- [Excerpted passage]

==================================================

Your assistance dog does plenty to help take care of you, and naturally, you reciprocate. Regular veterinary care—in most instances, that’s one or two wellness checkups every year—is a crucial part of keeping your guide, hearing, or service dog happy, healthy, and reliably performing her tasks. Of course, if you notice a possible sign or symptom of illness or something behavioral out of the ordinary, schedule an extra appointment.
While it’s nice to think that all vets cover all the necessary ground at every visit, remember, they’re only human. They’re sometimes rushed, stressed, forgetful, or distracted just like everyone else. And they certainly don’t know your dog like you do. So, it’s up to you to be a proactive advocate for your assistance dog’s health.
Here are 15 important questions to ask your veterinarian. Some topics should come up at every visit, while you may need to only ask others periodically; others still are dependent on circumstances. Regardless, these questions represent ground that should be covered whenever applicable.

==================================================

- [Entries provided]
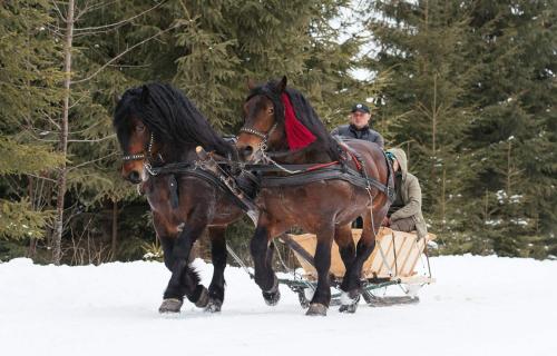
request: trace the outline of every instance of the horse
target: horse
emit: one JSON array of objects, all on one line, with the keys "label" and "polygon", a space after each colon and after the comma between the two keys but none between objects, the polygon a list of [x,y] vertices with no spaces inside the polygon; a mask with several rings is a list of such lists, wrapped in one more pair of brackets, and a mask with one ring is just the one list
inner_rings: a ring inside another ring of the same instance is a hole
[{"label": "horse", "polygon": [[[211,179],[187,170],[165,171],[165,167],[194,164],[198,146],[222,157],[237,157],[234,146],[169,85],[128,89],[116,106],[113,123],[124,151],[121,176],[140,185],[147,197],[164,263],[172,271],[159,313],[179,313],[184,296],[197,307],[219,312],[227,256],[225,231],[243,211]],[[206,228],[214,266],[208,290],[188,265],[192,246]]]},{"label": "horse", "polygon": [[[331,300],[329,269],[333,239],[346,267],[340,312],[354,313],[363,263],[374,249],[375,235],[391,204],[392,168],[375,144],[363,140],[342,144],[331,137],[310,102],[300,91],[286,88],[286,77],[262,86],[250,81],[251,91],[243,105],[244,126],[236,142],[243,161],[267,162],[278,170],[263,172],[256,199],[261,215],[250,243],[255,281],[265,301],[275,305],[280,290],[272,269],[271,241],[294,226],[301,227],[315,234],[317,239],[314,257],[317,286],[306,315],[326,315]],[[289,169],[305,167],[306,172],[316,174],[320,167],[331,166],[360,169],[365,186],[334,178],[295,181],[296,175],[291,175]],[[291,184],[280,184],[289,176],[294,178]],[[276,184],[265,184],[265,180]],[[363,217],[363,233],[355,246],[351,222],[359,216]]]}]

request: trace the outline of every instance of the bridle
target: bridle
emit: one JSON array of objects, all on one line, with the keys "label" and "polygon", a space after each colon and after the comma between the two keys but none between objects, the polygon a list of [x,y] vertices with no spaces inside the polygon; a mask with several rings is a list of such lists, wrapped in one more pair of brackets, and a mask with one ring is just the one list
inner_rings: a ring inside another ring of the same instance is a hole
[{"label": "bridle", "polygon": [[143,154],[126,155],[126,156],[121,157],[121,160],[125,162],[128,162],[130,160],[141,160],[141,159],[150,158],[154,141],[155,141],[155,136],[153,135],[153,132],[150,132],[149,145],[147,146],[147,155],[145,155],[145,151]]},{"label": "bridle", "polygon": [[257,145],[258,149],[261,149],[262,151],[266,151],[268,138],[271,137],[271,135],[273,135],[273,132],[276,130],[277,127],[278,127],[278,121],[275,120],[275,123],[273,123],[273,126],[267,132],[262,132],[254,129],[253,127],[245,127],[245,126],[240,129],[240,132],[250,134],[261,138],[262,141]]},{"label": "bridle", "polygon": [[[153,144],[155,142],[155,135],[153,132],[150,132],[150,139],[149,139],[149,144],[147,146],[147,154],[145,154],[145,150],[143,154],[136,154],[136,155],[126,155],[121,158],[121,160],[124,162],[128,162],[130,160],[141,160],[141,159],[145,159],[145,162],[143,164],[143,166],[145,167],[145,169],[152,175],[152,176],[156,176],[157,174],[154,171],[153,169],[153,166],[150,164],[150,159],[153,158]],[[160,156],[160,154],[158,155],[159,159],[162,161],[163,160],[163,157]]]}]

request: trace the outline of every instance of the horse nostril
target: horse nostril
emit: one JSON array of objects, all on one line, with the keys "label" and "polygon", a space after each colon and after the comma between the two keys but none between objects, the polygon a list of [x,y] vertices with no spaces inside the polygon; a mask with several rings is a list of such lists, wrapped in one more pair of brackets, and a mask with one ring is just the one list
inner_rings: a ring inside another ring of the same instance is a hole
[{"label": "horse nostril", "polygon": [[137,170],[133,170],[128,176],[129,181],[131,182],[140,182],[141,179],[139,177],[139,172]]}]

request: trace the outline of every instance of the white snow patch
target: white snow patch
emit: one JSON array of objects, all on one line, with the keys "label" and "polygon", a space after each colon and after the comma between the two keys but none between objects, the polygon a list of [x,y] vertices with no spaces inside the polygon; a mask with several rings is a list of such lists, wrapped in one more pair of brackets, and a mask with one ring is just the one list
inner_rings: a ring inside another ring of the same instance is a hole
[{"label": "white snow patch", "polygon": [[[194,263],[208,285],[213,267]],[[0,264],[2,355],[553,355],[557,261],[498,257],[431,258],[437,283],[412,306],[354,315],[331,307],[305,317],[281,286],[275,307],[241,269],[226,269],[221,314],[185,303],[177,317],[157,313],[169,273],[160,263],[98,267]],[[390,291],[400,291],[394,287]],[[341,348],[339,348],[341,347]]]}]

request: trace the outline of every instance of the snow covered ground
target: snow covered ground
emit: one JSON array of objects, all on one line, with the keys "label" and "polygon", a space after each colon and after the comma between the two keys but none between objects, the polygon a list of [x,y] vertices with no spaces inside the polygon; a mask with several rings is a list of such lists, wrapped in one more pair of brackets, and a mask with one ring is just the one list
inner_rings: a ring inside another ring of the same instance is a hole
[{"label": "snow covered ground", "polygon": [[[306,317],[284,286],[264,304],[240,268],[226,269],[223,312],[157,308],[169,276],[158,263],[99,267],[0,264],[1,355],[556,355],[557,263],[432,258],[438,281],[418,305]],[[196,261],[204,283],[212,266]],[[391,287],[392,288],[392,287]],[[394,287],[398,288],[398,287]]]}]

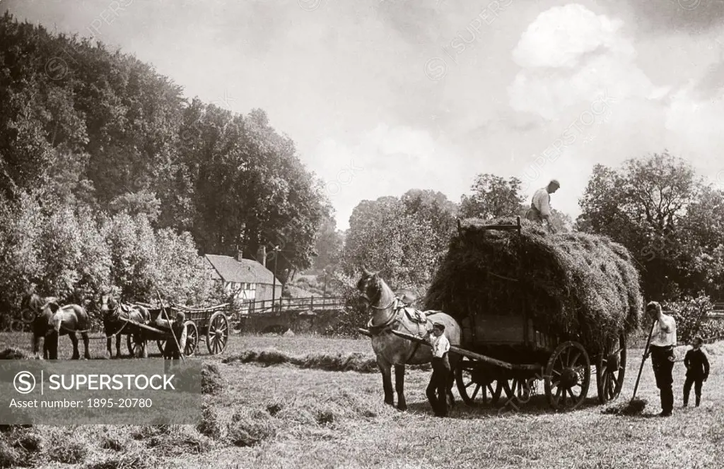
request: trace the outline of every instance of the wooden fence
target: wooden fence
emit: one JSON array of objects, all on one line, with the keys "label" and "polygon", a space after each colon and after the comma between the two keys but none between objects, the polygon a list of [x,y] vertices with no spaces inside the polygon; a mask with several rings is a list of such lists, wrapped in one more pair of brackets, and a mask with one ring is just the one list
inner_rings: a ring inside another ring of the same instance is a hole
[{"label": "wooden fence", "polygon": [[344,297],[308,297],[306,298],[277,298],[245,301],[239,308],[241,314],[266,314],[293,311],[320,311],[341,310],[345,307]]}]

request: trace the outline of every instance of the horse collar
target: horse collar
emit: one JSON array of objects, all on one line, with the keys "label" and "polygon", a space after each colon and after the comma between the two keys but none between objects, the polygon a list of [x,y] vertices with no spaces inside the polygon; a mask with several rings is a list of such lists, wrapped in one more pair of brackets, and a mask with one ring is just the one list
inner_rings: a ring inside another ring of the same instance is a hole
[{"label": "horse collar", "polygon": [[[387,308],[379,308],[376,306],[373,306],[372,308],[378,310],[385,310],[389,308],[390,306],[392,306],[396,300],[396,298],[392,300]],[[398,306],[392,310],[392,313],[390,316],[390,318],[382,324],[378,324],[377,326],[372,324],[372,321],[374,320],[374,316],[370,318],[369,321],[367,321],[367,329],[369,330],[370,333],[371,333],[372,335],[377,335],[392,326],[397,319],[397,316],[400,313],[400,309],[398,303]]]}]

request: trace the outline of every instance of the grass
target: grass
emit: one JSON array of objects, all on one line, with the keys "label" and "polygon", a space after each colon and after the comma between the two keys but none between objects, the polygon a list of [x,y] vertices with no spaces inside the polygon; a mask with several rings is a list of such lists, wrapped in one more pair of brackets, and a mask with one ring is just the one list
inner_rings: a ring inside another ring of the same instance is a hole
[{"label": "grass", "polygon": [[[29,334],[22,335],[0,334],[0,350],[27,350]],[[91,355],[102,356],[104,341],[93,342]],[[70,341],[65,338],[61,345],[61,356],[70,357]],[[424,395],[428,371],[408,371],[409,410],[400,413],[382,402],[379,373],[330,372],[290,363],[222,363],[248,350],[264,350],[290,357],[358,352],[371,358],[369,340],[232,336],[221,355],[202,352],[198,357],[215,365],[224,382],[222,391],[205,397],[198,426],[15,428],[0,436],[0,466],[5,460],[28,461],[30,467],[98,469],[721,468],[724,344],[709,349],[712,371],[702,407],[681,408],[684,370],[677,363],[676,407],[668,419],[653,417],[660,409],[650,362],[637,393],[648,402],[641,416],[604,414],[607,407],[596,404],[592,381],[589,402],[573,413],[553,413],[540,397],[519,411],[510,407],[505,415],[497,408],[466,407],[458,399],[450,417],[439,419],[432,416]],[[623,392],[617,402],[631,397],[641,355],[640,350],[629,350]],[[76,446],[57,449],[67,441]]]}]

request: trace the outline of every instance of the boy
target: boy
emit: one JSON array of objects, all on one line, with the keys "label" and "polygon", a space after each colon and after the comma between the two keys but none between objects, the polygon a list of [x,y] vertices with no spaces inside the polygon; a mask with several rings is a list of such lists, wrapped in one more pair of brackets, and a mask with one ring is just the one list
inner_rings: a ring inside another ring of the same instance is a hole
[{"label": "boy", "polygon": [[[176,313],[176,320],[171,324],[171,329],[179,345],[177,347],[176,340],[174,340],[173,337],[166,341],[166,347],[164,349],[164,358],[167,360],[166,366],[164,366],[167,371],[169,369],[169,365],[178,364],[178,360],[181,358],[181,354],[183,353],[184,349],[186,348],[186,326],[184,324],[186,316],[179,311]],[[169,360],[173,361],[169,363],[168,361]]]},{"label": "boy", "polygon": [[704,342],[699,336],[696,336],[691,342],[691,350],[686,352],[683,364],[686,366],[686,381],[683,383],[683,406],[689,405],[689,394],[691,392],[691,385],[696,384],[694,388],[696,396],[696,407],[702,400],[702,383],[709,378],[709,360],[707,354],[702,350]]},{"label": "boy", "polygon": [[447,391],[450,375],[447,352],[450,350],[450,343],[443,334],[445,331],[445,324],[436,322],[432,325],[432,331],[428,336],[432,347],[432,376],[430,376],[430,384],[428,384],[425,394],[427,394],[427,399],[437,417],[445,417],[447,415]]}]

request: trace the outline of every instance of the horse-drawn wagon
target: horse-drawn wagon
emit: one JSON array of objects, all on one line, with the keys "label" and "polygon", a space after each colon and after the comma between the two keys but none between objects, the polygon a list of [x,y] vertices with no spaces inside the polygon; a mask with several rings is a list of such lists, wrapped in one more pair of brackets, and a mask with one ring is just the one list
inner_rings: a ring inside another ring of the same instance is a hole
[{"label": "horse-drawn wagon", "polygon": [[605,238],[522,229],[520,217],[458,222],[428,292],[426,309],[460,326],[461,343],[450,349],[461,357],[460,397],[470,405],[494,405],[503,393],[524,402],[542,381],[552,408],[572,410],[586,399],[593,368],[599,401],[615,399],[642,306],[628,251]]},{"label": "horse-drawn wagon", "polygon": [[186,344],[184,355],[187,357],[195,354],[200,341],[206,343],[206,349],[211,355],[219,355],[226,349],[229,340],[228,305],[223,304],[207,308],[191,308],[174,303],[169,306],[154,307],[147,303],[136,305],[146,308],[150,320],[143,324],[132,318],[119,317],[120,321],[130,328],[127,335],[128,351],[133,356],[143,352],[148,342],[155,341],[159,351],[163,353],[169,342],[177,340],[171,331],[171,324],[177,313],[185,316]]}]

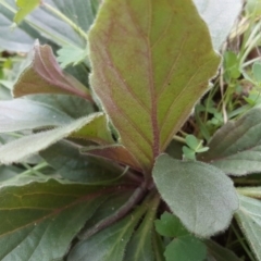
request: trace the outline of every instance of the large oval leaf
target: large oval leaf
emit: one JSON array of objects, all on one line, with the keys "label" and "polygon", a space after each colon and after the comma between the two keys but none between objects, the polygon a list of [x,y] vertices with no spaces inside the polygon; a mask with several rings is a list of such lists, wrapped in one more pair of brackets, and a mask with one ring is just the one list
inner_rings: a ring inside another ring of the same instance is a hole
[{"label": "large oval leaf", "polygon": [[96,95],[150,171],[216,72],[206,24],[190,0],[105,0],[89,52]]},{"label": "large oval leaf", "polygon": [[219,169],[202,162],[157,159],[156,185],[183,224],[201,237],[224,231],[238,208],[232,181]]}]

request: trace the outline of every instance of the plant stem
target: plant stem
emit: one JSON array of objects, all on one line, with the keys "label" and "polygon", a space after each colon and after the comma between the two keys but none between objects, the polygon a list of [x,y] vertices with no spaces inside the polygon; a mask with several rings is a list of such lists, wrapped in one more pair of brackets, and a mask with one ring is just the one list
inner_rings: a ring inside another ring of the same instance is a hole
[{"label": "plant stem", "polygon": [[47,2],[42,2],[42,7],[46,8],[48,11],[50,11],[51,13],[55,14],[58,17],[63,20],[69,25],[71,25],[75,32],[77,32],[85,40],[87,40],[87,34],[78,25],[76,25],[72,20],[70,20],[67,16],[61,13],[58,9],[54,9],[52,5],[50,5]]},{"label": "plant stem", "polygon": [[130,196],[130,198],[115,213],[109,215],[104,220],[101,220],[94,227],[79,234],[78,238],[80,240],[87,239],[90,236],[95,235],[96,233],[112,225],[113,223],[115,223],[116,221],[125,216],[144,198],[146,190],[147,190],[147,184],[144,183],[141,184],[140,187],[136,188],[136,190]]},{"label": "plant stem", "polygon": [[26,176],[26,175],[32,175],[35,174],[37,176],[45,176],[42,173],[38,172],[39,170],[42,170],[45,167],[47,167],[49,164],[47,162],[42,162],[34,167],[30,167],[28,164],[24,164],[26,169],[28,169],[27,171],[22,172],[20,175]]},{"label": "plant stem", "polygon": [[174,135],[174,136],[173,136],[173,139],[176,140],[176,141],[179,141],[179,142],[182,142],[182,144],[186,144],[185,138],[183,138],[183,137],[181,137],[181,136]]},{"label": "plant stem", "polygon": [[240,243],[240,245],[243,246],[244,250],[246,251],[246,253],[248,254],[249,259],[251,261],[254,261],[254,258],[252,257],[252,253],[250,252],[250,250],[248,249],[248,247],[246,246],[244,239],[241,239],[239,233],[237,232],[237,229],[234,227],[234,225],[232,225],[232,229],[235,233],[238,241]]}]

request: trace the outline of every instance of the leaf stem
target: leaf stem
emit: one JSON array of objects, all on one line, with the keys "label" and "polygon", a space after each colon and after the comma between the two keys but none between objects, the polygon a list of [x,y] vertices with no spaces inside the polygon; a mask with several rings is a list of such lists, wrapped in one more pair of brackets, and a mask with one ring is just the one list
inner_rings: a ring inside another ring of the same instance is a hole
[{"label": "leaf stem", "polygon": [[95,226],[87,229],[86,232],[78,235],[80,240],[87,239],[101,229],[112,225],[123,216],[125,216],[144,197],[147,191],[147,183],[142,183],[140,187],[136,188],[134,194],[129,197],[129,199],[113,214],[109,215],[104,220],[98,222]]},{"label": "leaf stem", "polygon": [[238,241],[239,241],[240,245],[243,246],[244,250],[245,250],[246,253],[248,254],[249,259],[250,259],[251,261],[254,261],[254,258],[253,258],[252,253],[250,252],[250,250],[249,250],[248,247],[246,246],[244,239],[241,239],[239,233],[237,232],[237,229],[235,228],[235,226],[234,226],[233,224],[232,224],[232,229],[233,229],[233,232],[235,233]]},{"label": "leaf stem", "polygon": [[29,166],[28,164],[24,164],[24,165],[25,165],[25,167],[28,169],[28,170],[22,172],[22,173],[20,174],[20,176],[21,176],[21,175],[26,176],[26,175],[35,174],[35,175],[37,175],[37,176],[45,176],[45,177],[46,177],[46,175],[44,175],[44,174],[40,173],[39,171],[42,170],[42,169],[45,169],[45,167],[47,167],[47,166],[49,166],[49,164],[48,164],[47,162],[42,162],[42,163],[40,163],[40,164],[37,164],[37,165],[34,166],[34,167]]},{"label": "leaf stem", "polygon": [[67,16],[65,16],[62,12],[60,12],[58,9],[54,9],[52,5],[50,5],[47,2],[42,2],[41,4],[44,8],[46,8],[49,12],[55,14],[59,18],[63,20],[65,23],[71,25],[73,29],[78,33],[79,36],[82,36],[87,41],[87,34],[78,26],[76,25],[72,20],[70,20]]},{"label": "leaf stem", "polygon": [[187,144],[185,138],[181,137],[181,136],[177,136],[177,135],[174,135],[173,136],[173,139],[176,140],[176,141],[179,141],[182,144]]}]

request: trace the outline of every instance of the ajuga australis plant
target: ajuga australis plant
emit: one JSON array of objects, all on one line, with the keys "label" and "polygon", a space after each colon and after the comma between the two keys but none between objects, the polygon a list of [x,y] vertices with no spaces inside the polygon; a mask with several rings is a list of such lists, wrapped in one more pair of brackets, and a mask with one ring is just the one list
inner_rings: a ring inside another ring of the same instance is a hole
[{"label": "ajuga australis plant", "polygon": [[[28,169],[1,182],[0,259],[235,261],[210,239],[235,214],[261,260],[251,212],[261,190],[228,177],[260,171],[260,108],[221,127],[209,149],[188,137],[192,158],[173,142],[211,88],[241,2],[40,4],[25,17],[39,1],[21,1],[15,22],[52,47],[36,41],[14,99],[0,101],[0,162]],[[42,12],[64,27],[53,33]]]}]

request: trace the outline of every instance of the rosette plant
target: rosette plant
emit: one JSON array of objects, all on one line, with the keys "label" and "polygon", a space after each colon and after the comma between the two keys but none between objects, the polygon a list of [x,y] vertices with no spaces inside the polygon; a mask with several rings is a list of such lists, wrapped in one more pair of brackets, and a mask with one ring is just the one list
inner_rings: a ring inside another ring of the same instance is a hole
[{"label": "rosette plant", "polygon": [[260,109],[196,160],[172,142],[211,88],[241,2],[65,2],[17,1],[13,34],[27,38],[2,40],[50,46],[34,45],[0,102],[0,162],[28,169],[1,182],[0,259],[235,261],[210,239],[235,214],[261,260],[249,212],[261,204],[228,177],[260,170]]}]

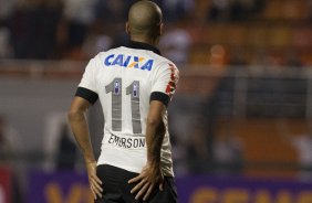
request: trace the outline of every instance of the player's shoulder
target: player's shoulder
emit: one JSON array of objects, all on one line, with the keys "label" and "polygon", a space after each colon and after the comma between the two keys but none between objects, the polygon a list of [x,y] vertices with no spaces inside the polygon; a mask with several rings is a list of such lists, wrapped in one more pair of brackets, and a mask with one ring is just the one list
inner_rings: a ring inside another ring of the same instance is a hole
[{"label": "player's shoulder", "polygon": [[165,56],[162,56],[162,55],[158,55],[158,54],[155,54],[156,56],[156,61],[158,62],[158,67],[163,67],[163,66],[167,66],[168,68],[170,70],[175,70],[178,72],[178,67],[177,65],[170,61],[169,58],[165,57]]}]

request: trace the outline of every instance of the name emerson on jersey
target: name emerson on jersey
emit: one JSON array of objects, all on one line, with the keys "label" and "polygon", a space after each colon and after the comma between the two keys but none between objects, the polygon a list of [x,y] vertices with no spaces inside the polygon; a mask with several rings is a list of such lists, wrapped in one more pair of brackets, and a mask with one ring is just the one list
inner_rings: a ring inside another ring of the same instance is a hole
[{"label": "name emerson on jersey", "polygon": [[118,137],[114,133],[111,133],[111,137],[108,138],[107,142],[110,145],[114,145],[121,148],[125,149],[138,149],[145,147],[145,138],[134,138],[134,137]]},{"label": "name emerson on jersey", "polygon": [[122,66],[128,68],[134,67],[150,71],[154,64],[154,60],[134,55],[111,54],[105,57],[104,64],[106,66]]}]

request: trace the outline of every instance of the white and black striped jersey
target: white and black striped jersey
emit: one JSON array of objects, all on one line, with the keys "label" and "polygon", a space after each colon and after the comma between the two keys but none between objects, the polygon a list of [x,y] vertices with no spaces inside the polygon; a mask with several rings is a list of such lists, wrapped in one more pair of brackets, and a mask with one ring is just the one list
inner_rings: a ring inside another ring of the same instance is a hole
[{"label": "white and black striped jersey", "polygon": [[[104,137],[97,164],[111,164],[137,172],[146,164],[146,118],[150,100],[170,101],[179,72],[159,51],[145,43],[131,42],[98,53],[92,58],[79,84],[76,96],[94,104],[98,98],[104,114]],[[167,113],[162,146],[162,170],[173,177]]]}]

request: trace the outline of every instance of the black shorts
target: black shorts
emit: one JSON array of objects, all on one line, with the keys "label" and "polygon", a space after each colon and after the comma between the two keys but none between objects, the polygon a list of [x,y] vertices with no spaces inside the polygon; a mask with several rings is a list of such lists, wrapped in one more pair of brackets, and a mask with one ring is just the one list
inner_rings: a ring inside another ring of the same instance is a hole
[{"label": "black shorts", "polygon": [[176,183],[171,177],[165,177],[163,191],[155,188],[147,201],[137,201],[131,193],[135,183],[127,182],[138,173],[102,164],[96,168],[96,174],[103,182],[103,195],[95,203],[177,203]]}]

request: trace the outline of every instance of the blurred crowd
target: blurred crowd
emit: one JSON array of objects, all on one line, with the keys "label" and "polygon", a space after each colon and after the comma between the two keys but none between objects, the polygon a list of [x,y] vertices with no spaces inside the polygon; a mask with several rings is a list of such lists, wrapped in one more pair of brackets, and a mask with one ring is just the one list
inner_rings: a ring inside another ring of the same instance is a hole
[{"label": "blurred crowd", "polygon": [[[87,60],[125,44],[134,1],[0,0],[0,58]],[[310,0],[155,2],[165,19],[160,50],[177,64],[312,64]]]}]

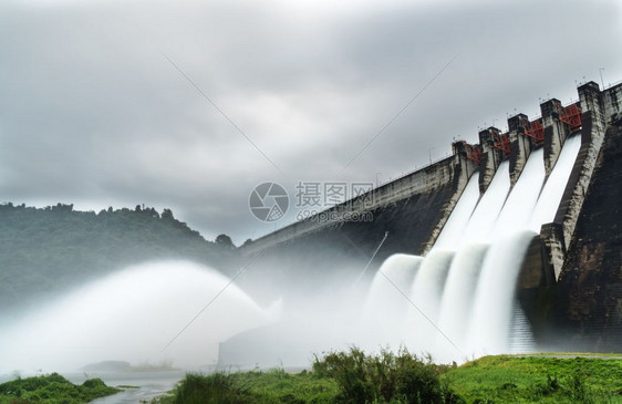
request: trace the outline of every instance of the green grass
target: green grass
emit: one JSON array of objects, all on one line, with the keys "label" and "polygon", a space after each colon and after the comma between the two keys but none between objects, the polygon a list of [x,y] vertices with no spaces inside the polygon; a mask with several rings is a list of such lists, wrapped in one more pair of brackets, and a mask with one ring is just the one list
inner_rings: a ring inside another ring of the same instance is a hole
[{"label": "green grass", "polygon": [[296,374],[188,374],[154,403],[622,403],[622,361],[574,355],[486,356],[449,367],[406,351],[366,355],[351,349]]},{"label": "green grass", "polygon": [[76,385],[58,373],[45,376],[17,379],[0,384],[0,404],[50,403],[77,404],[115,394],[101,379],[90,379]]},{"label": "green grass", "polygon": [[622,361],[486,356],[440,377],[467,403],[622,403]]},{"label": "green grass", "polygon": [[268,372],[187,374],[170,394],[153,403],[333,403],[339,393],[334,380],[315,377],[303,371],[287,373],[283,370]]}]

==================================================

- [What is being asked]
Reproduce the passage from the text on veterinary care for assistance dogs, starting at "While it’s nice" and ending at "assistance dog’s health.". The rows have nothing to do with what is asked here.

- [Exercise result]
While it’s nice to think that all vets cover all the necessary ground at every visit, remember, they’re only human. They’re sometimes rushed, stressed, forgetful, or distracted just like everyone else. And they certainly don’t know your dog like you do. So, it’s up to you to be a proactive advocate for your assistance dog’s health.